_Written instruction A:_ Duplicate the stretch of the essay on theory-ladenness from "Falsification and theory-ladenness" through "account of science.".
_Written instruction B:_
Answer these questions using the essay on theory-ladenness:
(i) What approximate word count does the essay give?
(ii) Between which two systems of physics does the term "mass" differ in meaning?
(iii) What change in astronomy brought about a change in the definition of "planet"?
_Written instruction C:_ Carry the essay on theory-ladenness forward from its final sentence.
== Text provided ==
Falsification and theory-ladenness

Word count:~1400

Question:

Critically assess the claim that observation statements are theory-laden. Assuming the claim to be true, examine its implications for Popper's falsificationist account of science.

Introduction

This essay will firstly explain what is meant by the term 'theory-laden', before providing arguments for and against the claim that observation statements are theory-laden. A brief look at Popper's falsificationist account of science will be given. Then the implications for the falsificationist account of science will be examined assuming the claim that observation statements are theory-laden. The essay will conclude that observation statements are theory-laden, and that this does not cause problems for sophisticated variants of falsification (though they fall to other problems not outlined here).

Theory-laden

The term "theory-laden" refers to how statements or terms have meaning only in relation to a theory or a paradigm; in a different context the statements or terms might have either a different (possibly contradictory) meaning or no meaning at all.1 "Mass" is one term that has different meaning in two different systems (Newtonian physics and Einsteinian physics). "Planet" is another example, this time from astronomy. The change from the Ptolemaic, geocentric, system to the Copernican, heliocentric, system meant a change in the definition of "planet".
===
== Raw records ==
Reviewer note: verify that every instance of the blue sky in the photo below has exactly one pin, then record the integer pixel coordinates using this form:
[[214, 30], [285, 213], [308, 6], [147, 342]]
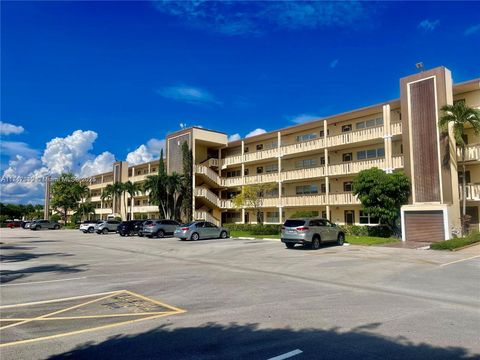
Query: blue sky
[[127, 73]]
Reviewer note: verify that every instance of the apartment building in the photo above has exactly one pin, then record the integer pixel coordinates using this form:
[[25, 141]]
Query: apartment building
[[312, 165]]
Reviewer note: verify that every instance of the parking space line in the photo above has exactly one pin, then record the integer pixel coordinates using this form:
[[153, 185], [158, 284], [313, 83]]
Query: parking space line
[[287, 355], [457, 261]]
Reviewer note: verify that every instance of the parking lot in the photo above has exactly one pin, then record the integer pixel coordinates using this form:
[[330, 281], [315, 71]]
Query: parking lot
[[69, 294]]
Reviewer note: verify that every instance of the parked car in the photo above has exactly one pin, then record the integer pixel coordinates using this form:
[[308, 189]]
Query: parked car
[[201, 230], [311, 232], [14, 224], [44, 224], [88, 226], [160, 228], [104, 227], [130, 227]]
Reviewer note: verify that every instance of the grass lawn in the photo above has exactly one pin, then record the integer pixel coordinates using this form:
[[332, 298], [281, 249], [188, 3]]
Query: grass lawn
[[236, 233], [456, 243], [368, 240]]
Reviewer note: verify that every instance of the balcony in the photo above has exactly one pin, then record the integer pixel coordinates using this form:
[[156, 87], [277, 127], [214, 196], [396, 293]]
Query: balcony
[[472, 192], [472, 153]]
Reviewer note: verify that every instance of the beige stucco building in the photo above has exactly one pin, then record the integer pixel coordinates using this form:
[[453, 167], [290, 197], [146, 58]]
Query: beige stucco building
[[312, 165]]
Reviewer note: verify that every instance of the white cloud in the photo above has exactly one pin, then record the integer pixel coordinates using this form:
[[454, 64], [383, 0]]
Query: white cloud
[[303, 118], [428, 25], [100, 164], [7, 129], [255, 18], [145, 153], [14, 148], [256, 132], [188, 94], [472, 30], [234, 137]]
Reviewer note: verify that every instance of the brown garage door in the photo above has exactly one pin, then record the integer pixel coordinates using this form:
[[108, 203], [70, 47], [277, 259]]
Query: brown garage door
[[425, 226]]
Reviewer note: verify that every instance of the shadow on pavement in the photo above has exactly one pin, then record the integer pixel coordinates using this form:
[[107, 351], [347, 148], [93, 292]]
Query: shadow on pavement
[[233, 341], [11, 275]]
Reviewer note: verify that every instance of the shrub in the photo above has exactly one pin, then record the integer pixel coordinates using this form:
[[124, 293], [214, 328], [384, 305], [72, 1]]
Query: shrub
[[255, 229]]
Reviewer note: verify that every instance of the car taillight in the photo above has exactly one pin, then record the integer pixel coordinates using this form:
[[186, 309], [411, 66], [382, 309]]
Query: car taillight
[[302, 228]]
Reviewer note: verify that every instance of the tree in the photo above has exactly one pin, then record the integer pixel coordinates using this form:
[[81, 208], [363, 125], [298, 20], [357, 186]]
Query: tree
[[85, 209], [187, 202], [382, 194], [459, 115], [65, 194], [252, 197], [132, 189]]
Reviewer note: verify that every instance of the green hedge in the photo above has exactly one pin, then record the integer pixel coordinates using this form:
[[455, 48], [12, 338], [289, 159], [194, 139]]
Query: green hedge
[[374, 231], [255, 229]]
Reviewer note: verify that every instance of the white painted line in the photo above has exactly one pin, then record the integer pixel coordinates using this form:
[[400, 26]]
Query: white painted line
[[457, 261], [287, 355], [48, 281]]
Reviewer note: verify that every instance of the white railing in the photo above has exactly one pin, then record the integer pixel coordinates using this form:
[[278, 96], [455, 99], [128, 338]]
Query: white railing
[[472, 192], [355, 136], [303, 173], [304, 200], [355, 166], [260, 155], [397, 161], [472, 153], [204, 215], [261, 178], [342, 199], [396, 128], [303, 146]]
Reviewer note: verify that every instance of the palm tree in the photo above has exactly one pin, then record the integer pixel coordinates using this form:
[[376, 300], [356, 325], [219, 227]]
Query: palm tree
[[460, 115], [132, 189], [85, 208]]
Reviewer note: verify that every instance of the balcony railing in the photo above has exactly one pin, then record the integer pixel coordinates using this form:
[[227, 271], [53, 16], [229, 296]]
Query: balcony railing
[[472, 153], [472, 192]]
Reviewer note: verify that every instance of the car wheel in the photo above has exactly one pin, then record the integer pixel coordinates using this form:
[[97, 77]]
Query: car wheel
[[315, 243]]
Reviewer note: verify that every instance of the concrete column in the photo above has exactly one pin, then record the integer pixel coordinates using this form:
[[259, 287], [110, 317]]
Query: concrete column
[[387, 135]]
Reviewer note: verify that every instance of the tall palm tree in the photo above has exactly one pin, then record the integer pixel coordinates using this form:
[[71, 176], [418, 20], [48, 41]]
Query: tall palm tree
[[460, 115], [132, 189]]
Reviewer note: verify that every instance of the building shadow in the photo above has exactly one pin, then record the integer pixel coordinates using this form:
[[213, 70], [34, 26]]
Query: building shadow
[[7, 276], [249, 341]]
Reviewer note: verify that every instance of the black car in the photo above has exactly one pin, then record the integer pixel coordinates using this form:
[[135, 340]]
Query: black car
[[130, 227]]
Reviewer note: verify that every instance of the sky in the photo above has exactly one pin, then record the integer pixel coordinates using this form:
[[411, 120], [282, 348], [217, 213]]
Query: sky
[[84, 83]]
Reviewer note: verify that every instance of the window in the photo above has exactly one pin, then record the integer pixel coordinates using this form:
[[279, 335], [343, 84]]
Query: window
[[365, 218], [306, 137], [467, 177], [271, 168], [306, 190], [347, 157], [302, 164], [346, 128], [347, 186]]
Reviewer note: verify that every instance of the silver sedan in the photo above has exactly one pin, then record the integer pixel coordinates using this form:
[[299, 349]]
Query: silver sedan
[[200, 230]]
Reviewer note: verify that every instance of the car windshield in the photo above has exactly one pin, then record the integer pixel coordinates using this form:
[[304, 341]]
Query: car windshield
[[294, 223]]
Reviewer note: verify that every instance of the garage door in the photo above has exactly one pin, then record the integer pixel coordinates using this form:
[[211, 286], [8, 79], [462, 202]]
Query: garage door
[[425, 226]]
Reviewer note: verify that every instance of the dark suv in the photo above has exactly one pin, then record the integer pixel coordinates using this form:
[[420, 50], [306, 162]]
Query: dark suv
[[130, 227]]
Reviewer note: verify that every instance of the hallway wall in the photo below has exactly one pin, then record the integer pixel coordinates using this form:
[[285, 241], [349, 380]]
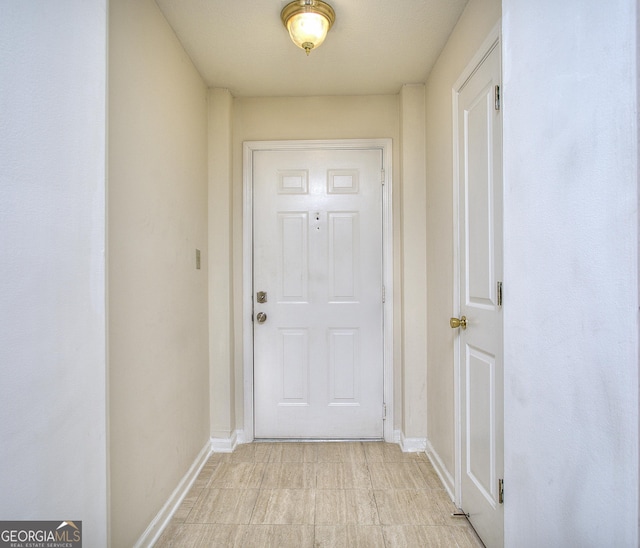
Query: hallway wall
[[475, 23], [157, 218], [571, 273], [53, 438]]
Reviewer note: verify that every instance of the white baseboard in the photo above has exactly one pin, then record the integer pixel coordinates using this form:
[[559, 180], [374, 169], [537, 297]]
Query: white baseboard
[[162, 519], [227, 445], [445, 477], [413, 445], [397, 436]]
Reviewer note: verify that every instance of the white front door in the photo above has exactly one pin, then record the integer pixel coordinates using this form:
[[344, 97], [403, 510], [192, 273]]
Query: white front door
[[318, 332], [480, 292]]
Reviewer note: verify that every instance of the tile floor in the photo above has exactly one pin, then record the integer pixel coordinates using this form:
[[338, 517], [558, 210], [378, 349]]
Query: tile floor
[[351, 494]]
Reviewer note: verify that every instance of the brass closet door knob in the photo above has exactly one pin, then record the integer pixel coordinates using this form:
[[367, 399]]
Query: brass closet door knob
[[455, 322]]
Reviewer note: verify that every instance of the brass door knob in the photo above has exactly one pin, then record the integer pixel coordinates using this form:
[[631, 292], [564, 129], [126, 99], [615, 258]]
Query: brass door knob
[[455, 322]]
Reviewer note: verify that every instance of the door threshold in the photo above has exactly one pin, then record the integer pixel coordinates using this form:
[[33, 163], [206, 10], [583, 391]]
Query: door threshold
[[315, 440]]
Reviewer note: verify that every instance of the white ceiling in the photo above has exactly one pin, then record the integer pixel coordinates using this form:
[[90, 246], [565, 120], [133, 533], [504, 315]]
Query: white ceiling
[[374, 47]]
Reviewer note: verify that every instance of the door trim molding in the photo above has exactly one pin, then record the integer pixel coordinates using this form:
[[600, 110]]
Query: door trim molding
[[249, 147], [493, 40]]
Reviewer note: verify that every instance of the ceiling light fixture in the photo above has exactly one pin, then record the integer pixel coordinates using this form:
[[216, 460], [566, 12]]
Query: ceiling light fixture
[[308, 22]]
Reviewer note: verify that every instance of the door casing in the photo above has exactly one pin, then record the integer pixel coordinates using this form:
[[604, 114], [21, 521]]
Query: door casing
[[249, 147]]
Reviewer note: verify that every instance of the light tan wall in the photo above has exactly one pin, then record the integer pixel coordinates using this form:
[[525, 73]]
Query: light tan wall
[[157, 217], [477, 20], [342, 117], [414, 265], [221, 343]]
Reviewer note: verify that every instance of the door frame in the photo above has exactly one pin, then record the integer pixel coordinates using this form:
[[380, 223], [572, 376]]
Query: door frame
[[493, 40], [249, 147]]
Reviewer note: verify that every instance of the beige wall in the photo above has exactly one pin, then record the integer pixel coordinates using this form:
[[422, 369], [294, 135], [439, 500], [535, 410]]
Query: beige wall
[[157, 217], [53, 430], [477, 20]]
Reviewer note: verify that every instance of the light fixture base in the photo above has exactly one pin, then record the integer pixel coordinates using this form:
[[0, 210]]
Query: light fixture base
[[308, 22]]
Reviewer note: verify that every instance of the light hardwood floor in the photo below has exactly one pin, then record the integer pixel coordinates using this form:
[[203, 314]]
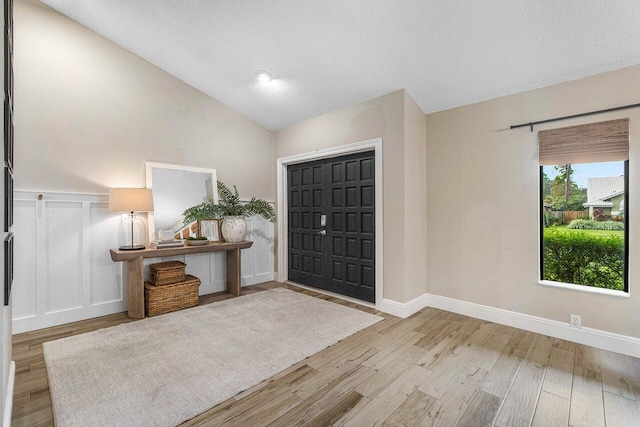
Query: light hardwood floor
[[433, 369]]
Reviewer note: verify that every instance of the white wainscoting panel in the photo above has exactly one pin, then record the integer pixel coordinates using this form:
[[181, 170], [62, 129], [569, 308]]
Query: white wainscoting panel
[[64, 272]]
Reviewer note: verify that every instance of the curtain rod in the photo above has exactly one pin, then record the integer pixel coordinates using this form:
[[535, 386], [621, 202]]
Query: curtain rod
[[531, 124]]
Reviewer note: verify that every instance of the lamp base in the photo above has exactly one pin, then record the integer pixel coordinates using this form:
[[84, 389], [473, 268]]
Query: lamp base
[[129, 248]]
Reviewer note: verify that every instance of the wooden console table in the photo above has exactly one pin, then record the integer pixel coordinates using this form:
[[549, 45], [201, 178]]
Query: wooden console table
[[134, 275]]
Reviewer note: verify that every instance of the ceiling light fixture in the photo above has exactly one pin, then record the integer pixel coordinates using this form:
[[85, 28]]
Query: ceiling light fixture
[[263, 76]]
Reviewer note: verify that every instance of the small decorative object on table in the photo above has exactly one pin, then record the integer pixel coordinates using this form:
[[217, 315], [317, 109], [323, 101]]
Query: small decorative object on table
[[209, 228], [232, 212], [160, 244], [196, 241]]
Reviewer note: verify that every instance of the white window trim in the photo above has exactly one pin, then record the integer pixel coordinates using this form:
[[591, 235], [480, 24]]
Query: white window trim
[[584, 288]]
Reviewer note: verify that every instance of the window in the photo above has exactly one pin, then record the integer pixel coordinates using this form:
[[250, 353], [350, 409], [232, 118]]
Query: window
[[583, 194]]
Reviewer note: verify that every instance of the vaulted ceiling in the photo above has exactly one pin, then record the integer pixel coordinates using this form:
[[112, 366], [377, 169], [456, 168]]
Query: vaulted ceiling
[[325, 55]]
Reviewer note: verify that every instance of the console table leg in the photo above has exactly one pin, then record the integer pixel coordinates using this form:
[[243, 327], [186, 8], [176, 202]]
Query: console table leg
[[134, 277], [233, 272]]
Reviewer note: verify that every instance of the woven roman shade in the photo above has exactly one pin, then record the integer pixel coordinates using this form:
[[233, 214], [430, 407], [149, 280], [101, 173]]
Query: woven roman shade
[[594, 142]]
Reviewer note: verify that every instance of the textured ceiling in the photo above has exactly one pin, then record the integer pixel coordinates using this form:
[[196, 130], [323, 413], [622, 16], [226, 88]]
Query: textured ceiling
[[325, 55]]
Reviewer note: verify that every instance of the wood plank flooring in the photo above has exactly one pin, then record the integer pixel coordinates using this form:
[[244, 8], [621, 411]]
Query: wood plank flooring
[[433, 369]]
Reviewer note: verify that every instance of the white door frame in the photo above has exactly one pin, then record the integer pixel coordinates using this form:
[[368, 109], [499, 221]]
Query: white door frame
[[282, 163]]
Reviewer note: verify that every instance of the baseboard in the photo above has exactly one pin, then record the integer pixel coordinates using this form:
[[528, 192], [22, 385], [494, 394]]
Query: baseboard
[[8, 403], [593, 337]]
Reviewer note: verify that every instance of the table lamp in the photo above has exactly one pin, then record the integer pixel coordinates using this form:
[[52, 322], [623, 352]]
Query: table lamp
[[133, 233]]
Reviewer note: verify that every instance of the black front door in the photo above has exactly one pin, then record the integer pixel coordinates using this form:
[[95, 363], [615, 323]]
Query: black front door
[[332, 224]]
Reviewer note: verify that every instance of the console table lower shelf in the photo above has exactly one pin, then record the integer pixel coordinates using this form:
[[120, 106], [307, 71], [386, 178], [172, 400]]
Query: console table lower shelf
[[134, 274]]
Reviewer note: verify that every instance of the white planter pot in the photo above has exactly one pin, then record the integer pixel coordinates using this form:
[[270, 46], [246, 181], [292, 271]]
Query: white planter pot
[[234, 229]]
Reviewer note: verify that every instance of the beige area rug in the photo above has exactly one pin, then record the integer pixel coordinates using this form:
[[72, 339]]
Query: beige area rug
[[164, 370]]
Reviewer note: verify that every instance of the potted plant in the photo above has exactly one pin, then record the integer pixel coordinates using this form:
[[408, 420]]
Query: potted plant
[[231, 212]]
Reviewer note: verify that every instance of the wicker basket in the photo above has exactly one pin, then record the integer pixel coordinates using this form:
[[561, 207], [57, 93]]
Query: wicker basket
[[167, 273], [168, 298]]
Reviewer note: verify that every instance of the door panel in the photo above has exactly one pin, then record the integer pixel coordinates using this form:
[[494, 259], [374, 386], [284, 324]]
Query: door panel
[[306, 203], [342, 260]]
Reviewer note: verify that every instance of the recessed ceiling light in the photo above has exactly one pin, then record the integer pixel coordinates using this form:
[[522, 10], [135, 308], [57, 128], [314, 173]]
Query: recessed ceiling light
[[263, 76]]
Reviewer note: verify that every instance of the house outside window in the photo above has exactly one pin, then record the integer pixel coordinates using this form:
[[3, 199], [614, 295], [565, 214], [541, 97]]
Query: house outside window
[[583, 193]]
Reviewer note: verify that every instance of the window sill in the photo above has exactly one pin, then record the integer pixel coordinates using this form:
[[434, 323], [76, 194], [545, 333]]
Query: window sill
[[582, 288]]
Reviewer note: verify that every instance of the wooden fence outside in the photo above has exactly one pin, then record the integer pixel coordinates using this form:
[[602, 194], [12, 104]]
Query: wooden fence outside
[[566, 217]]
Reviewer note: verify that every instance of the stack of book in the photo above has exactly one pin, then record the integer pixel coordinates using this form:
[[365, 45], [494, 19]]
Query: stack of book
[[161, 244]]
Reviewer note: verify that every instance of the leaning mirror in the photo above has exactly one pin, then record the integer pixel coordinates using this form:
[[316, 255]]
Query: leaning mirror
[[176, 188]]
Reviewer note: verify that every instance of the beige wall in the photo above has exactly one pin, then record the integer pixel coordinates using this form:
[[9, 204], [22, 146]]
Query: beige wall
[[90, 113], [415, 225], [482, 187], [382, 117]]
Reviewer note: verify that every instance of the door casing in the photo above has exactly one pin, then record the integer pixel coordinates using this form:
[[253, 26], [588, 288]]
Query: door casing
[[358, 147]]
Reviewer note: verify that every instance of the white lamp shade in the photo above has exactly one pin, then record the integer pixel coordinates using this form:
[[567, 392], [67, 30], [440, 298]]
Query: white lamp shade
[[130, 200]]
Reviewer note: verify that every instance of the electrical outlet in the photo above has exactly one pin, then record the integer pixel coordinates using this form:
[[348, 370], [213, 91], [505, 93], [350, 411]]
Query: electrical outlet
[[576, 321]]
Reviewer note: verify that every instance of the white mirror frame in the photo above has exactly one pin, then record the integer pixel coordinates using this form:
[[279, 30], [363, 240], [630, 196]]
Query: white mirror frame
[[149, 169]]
===
_Written response A:_
Falsification and theory-ladenness

Word count:~1400

Question:

Critically assess the claim that observation statements are theory-laden. Assuming the claim to be true, examine its implications for Popper's falsificationist account of science.

_Written response B:_
(i) About 1400 words.
(ii) Newtonian physics and Einsteinian physics.
(iii) The change from the Ptolemaic, geocentric, system to the Copernican, heliocentric, system.

_Written response C:_
Some philosophers have put forward the idea that all observations are "deeply permeated by theories", and thus we can not have direct access to the world. If all observation is theory-laden as they suggest, then the objectivity of science is undermined, as we can not know if our perceptions accurately capture information about the world.2 This is contested; observations and experiences may or may not be theory laden, other animals have observations and experiences, and most of them would not have the cognitive ability to formulate theories. This claim might be narrowed to simply include 'scientific observations', which is more probable. When a scientist makes a measurement, they often have a particular result in mind, and thus might not pay attention to other results or anomalies. Whether observations are theory-laden does not affect whether observation statements, descriptions of experiences are theory-laden or not.

Observation Statements are Theory-laden

Observation statements are statements about facts etc. that are observed/perceived. An example might be "this rock has a mass of 1kg". Similarly, "that tree is green and brown". The claim has been made by a number of different philosophers (including Karl Popper, Thomas Kuhn and Paul Feyerabend) that such observation statements are theory-laden. Implicit assumptions about mass are included in the statement above about "this rock". The observation about the tree, includes assumptions about wavelengths and so on.

To explain something or describe it, people use a common language with certain implicit and built in concepts. This is especially the case when talking using scientific terms on or about scientific data. Technical language is based around a paradigm.3 This can be seen when paradigms change (the examples given above, in physics and astronomy, apply here as well). People from the two paradigms had different theories implicit in what they talked about.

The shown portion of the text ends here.